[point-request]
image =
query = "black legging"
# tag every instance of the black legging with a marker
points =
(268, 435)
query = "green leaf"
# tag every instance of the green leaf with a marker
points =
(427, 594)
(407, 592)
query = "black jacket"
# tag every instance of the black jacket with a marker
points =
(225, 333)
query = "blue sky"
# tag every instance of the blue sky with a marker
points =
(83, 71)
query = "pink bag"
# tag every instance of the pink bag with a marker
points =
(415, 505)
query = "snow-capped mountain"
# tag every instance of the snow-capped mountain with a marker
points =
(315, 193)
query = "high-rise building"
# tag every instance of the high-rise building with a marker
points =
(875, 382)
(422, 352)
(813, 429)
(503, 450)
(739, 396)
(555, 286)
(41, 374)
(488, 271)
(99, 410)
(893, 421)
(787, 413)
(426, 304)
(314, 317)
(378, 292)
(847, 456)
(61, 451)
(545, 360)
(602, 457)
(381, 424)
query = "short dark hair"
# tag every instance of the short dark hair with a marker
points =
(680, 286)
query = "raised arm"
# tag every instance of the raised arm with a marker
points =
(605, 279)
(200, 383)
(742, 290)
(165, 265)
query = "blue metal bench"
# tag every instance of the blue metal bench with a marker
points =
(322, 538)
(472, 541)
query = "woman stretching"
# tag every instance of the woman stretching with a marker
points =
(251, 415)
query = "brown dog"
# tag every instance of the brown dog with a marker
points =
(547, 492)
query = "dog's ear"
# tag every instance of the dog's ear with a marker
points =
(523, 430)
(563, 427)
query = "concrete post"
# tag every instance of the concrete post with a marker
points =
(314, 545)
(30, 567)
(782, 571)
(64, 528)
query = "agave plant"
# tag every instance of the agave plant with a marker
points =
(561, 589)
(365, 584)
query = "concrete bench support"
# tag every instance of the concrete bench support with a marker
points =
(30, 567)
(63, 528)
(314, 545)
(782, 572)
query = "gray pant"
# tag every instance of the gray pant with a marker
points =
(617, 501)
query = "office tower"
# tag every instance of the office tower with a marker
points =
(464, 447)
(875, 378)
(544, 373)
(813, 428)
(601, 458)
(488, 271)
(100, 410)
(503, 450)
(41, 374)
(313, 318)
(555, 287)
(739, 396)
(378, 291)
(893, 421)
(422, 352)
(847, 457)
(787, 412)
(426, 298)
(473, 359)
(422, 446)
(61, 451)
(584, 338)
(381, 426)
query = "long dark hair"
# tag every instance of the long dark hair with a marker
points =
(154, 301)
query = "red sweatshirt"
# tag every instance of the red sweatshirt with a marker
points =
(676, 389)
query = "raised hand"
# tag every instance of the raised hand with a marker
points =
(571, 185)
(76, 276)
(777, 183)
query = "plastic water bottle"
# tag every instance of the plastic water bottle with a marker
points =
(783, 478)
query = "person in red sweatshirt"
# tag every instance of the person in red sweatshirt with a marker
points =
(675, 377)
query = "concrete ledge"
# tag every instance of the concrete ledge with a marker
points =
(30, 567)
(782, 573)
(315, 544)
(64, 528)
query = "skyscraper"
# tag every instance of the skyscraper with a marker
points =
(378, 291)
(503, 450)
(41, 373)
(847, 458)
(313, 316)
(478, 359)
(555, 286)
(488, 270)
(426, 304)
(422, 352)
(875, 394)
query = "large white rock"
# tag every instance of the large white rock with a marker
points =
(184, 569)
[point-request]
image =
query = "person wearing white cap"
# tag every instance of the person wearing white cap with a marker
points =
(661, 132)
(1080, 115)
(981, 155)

+++

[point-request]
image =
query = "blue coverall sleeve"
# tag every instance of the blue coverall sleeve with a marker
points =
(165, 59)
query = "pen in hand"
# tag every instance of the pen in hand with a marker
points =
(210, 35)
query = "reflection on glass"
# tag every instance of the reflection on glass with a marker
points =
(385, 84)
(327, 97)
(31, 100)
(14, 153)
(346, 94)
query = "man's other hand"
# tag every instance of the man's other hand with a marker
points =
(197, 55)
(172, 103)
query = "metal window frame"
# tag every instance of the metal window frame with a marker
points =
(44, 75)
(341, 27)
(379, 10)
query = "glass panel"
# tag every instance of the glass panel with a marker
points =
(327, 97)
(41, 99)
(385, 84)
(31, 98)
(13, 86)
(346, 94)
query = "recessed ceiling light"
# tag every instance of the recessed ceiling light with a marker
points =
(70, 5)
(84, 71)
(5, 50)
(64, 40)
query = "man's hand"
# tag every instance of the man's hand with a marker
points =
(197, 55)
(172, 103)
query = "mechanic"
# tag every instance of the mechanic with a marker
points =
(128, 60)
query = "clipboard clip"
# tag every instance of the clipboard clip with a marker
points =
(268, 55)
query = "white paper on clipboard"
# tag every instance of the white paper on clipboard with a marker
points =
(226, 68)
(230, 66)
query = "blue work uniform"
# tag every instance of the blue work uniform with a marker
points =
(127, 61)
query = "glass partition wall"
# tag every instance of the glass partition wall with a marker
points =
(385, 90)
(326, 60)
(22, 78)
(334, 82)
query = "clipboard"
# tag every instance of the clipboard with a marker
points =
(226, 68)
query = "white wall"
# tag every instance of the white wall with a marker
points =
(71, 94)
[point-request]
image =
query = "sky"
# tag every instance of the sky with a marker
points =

+++

# [Your instructions]
How many lines in the records above contain the string "glass", matching case exactly? Reply with the number alone.

# [Worked answer]
6